Work instructions →
a: According to the blog post, how many years does the District still have until its current debt is paid?
b: Reproduce the blog post word for word, starting at "If your mind" and ending at "senior college thesis.".

Text →
If your mind is too open, your brain will fall out. Warning: Names, identities, descriptions, and pictures have been changed and/or used to protect the innocent as well as the guilty. PollyPeoria should not be used or quoted as a source for your senior college thesis.

Friday, April 7

Polly's Reply

Sean,

Thanks for replying. Your answers provide some comfort. However, I take issue with your contention:

"There has been only one decision by the District, and that is where
the school will be located. We feel that is solely our call based on
what we believe is best for the children who will attend the school."


Solely the Board's call? Not likely. Kind of begging to be put in your place on that one, Sean. The sole commandment and most important element of real estate is, of course, LOCATION, LOCATION, LOCATION. The location of this proposed school will remain the most controversial element of the entire plan and therefore the Public should have been privy to it before said decision was cast. Polly predicts "the one decision [made] by the District" will be the first one vetoed by the public. Considering the location would require homes to be demolished and that the proposed property trade with the Housing Authority could result in public subsidized housing built on the old Glen Oak School site, it amazes me that the School Board didn't predict public outrage on its location "decision."

I appreciate and admire the District's relatively low debt. However, the District still has seven years until its current debt is paid. It is too early to celebrate by acquiring more debt, which is what a bond represents. Moreover, the District needs to come up with a plan to reign its personnel costs before the Public will embrace any new construction. You could build the public school B-8 equivalent of Harvard, but unless and until The Board solves its "annual spending problem", the best new school will solve nothing. In fact, you will ruin the one thing the District may have going for it- it's comparable low debt. No person, business, or institution with a serious "cash flow problem" would be well advised to solve the situation with yet more debt.

As I see it, The Board has four options:

1. Cut waste and/or expenses, (Think Edison)

2. Re-negotiate contracts/benefits with Unions, (Think strike)

3. Raise taxes, (Think bodyguard)

4. Combination of the above. (Think riots)

I think number four is the most responsible alternative, although it won't be popular. I'd rather chew glass than take your job. If your goal is to make Peoria Public Schools the place where parents want to have their kids get an education LONG TERM, The Board must admit and respond to all of its financial problems/mistakes. Otherwise a new school, regardless of its location, is simply frosting on a manure cake.

God speed,

Polly

I'm starting to like this guy...


I received another fine e-note from School Board Vice President Sean Matheson this morning, replying to my last post. He is succinct in answering/justifying some common concerns so I'm posting his entire letter:
Polly,

I know as soon as I write these words that they are instant fuel for
the "District 150 is run by idiots" machine, but here goes nonetheless:
we don't actually have a "plan" to show you.

But there is a reason for this. The plan as to how the school will
look, its footprint on its site, and the community programs it will
offer (such as a health and dental clinic, Peoria Public Library branch,
senior citizen exercise and meeting rooms, etc) are all intended to be
determined by a 2-3 day community charrette starting in May or June.

There has been only one decision by the District, and that is where
the school will be located. We feel that is solely our call based on
what we believe is best for the children who will attend the school.

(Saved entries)
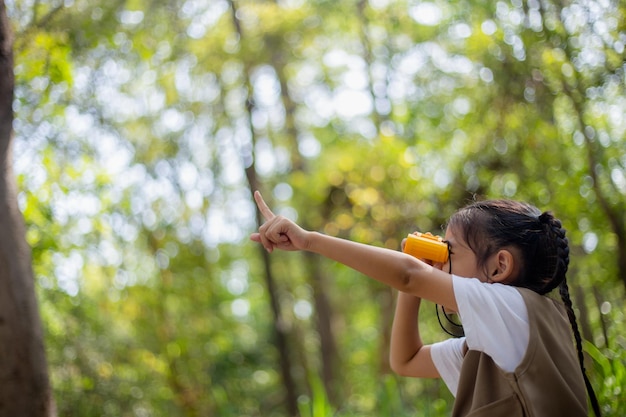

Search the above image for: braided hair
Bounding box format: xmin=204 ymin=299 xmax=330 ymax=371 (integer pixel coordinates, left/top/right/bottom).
xmin=448 ymin=200 xmax=600 ymax=417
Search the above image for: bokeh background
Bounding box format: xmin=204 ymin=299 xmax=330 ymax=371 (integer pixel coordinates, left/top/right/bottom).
xmin=6 ymin=0 xmax=626 ymax=417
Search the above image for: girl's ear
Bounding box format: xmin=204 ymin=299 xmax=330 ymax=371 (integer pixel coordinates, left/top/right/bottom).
xmin=489 ymin=249 xmax=519 ymax=283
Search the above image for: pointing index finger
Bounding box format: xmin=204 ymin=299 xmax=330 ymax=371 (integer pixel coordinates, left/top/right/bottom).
xmin=254 ymin=191 xmax=276 ymax=220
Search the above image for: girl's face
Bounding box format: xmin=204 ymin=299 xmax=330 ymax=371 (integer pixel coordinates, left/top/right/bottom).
xmin=435 ymin=227 xmax=487 ymax=282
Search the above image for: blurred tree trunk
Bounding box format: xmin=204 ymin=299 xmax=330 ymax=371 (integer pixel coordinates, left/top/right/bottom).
xmin=229 ymin=1 xmax=299 ymax=416
xmin=0 ymin=0 xmax=55 ymax=417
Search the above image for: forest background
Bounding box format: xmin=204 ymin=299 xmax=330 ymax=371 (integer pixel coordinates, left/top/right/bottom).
xmin=5 ymin=0 xmax=626 ymax=417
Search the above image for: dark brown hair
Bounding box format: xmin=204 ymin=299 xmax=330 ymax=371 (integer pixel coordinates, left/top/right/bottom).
xmin=448 ymin=200 xmax=600 ymax=417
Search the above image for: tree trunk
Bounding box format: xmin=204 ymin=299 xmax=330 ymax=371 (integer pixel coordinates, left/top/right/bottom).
xmin=0 ymin=0 xmax=56 ymax=417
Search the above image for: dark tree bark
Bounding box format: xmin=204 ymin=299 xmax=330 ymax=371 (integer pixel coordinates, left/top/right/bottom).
xmin=0 ymin=0 xmax=55 ymax=417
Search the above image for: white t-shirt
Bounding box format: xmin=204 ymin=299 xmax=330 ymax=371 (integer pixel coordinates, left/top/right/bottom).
xmin=430 ymin=275 xmax=530 ymax=396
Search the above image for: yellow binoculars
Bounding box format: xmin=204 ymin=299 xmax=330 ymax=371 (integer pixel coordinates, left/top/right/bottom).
xmin=403 ymin=232 xmax=448 ymax=262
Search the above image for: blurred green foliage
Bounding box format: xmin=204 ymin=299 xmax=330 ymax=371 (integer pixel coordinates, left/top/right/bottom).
xmin=6 ymin=0 xmax=626 ymax=417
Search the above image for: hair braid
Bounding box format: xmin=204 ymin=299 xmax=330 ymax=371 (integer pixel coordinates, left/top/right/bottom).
xmin=538 ymin=211 xmax=569 ymax=294
xmin=559 ymin=280 xmax=601 ymax=417
xmin=539 ymin=212 xmax=600 ymax=417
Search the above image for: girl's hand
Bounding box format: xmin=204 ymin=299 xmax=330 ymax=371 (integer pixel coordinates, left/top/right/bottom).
xmin=250 ymin=191 xmax=311 ymax=253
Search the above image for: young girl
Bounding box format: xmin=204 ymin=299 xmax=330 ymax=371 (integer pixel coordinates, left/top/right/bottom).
xmin=251 ymin=192 xmax=600 ymax=417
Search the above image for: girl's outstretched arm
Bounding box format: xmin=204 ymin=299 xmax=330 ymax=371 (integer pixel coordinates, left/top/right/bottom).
xmin=250 ymin=191 xmax=457 ymax=310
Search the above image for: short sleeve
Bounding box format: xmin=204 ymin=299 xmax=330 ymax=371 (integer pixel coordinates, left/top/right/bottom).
xmin=452 ymin=276 xmax=530 ymax=372
xmin=430 ymin=337 xmax=465 ymax=397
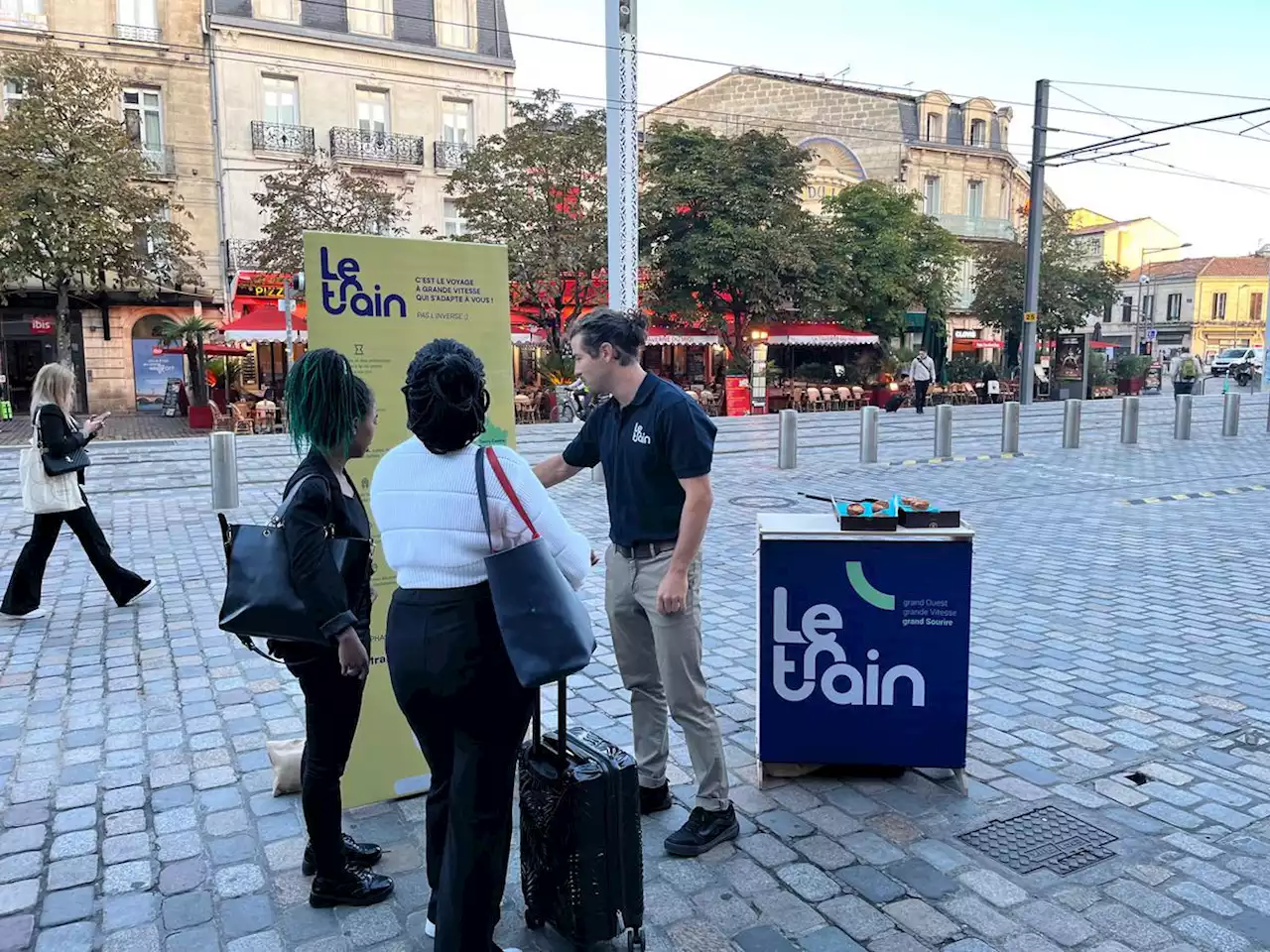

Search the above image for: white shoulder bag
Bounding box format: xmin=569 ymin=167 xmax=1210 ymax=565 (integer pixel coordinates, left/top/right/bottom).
xmin=18 ymin=425 xmax=83 ymax=516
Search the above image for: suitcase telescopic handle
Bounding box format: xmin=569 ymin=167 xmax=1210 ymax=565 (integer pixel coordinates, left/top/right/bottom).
xmin=534 ymin=678 xmax=569 ymax=771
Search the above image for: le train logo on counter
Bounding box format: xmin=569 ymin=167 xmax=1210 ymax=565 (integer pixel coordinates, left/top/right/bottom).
xmin=321 ymin=245 xmax=405 ymax=317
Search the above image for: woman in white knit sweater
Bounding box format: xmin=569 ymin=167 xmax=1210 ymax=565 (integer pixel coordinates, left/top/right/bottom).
xmin=371 ymin=340 xmax=593 ymax=952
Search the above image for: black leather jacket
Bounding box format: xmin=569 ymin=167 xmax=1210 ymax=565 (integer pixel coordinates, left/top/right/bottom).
xmin=283 ymin=452 xmax=371 ymax=643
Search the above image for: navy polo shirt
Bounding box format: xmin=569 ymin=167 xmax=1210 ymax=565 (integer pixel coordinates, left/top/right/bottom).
xmin=564 ymin=373 xmax=716 ymax=547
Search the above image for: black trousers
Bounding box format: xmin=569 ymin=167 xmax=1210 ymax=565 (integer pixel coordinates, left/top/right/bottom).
xmin=913 ymin=380 xmax=931 ymax=414
xmin=386 ymin=583 xmax=534 ymax=952
xmin=287 ymin=648 xmax=366 ymax=877
xmin=0 ymin=498 xmax=150 ymax=615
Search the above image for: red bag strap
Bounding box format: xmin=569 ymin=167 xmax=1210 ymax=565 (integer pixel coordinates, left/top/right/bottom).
xmin=485 ymin=447 xmax=541 ymax=538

Responses by item number →
a: Seven years.

b:
If your mind is too open, your brain will fall out. Warning: Names, identities, descriptions, and pictures have been changed and/or used to protect the innocent as well as the guilty. PollyPeoria should not be used or quoted as a source for your senior college thesis.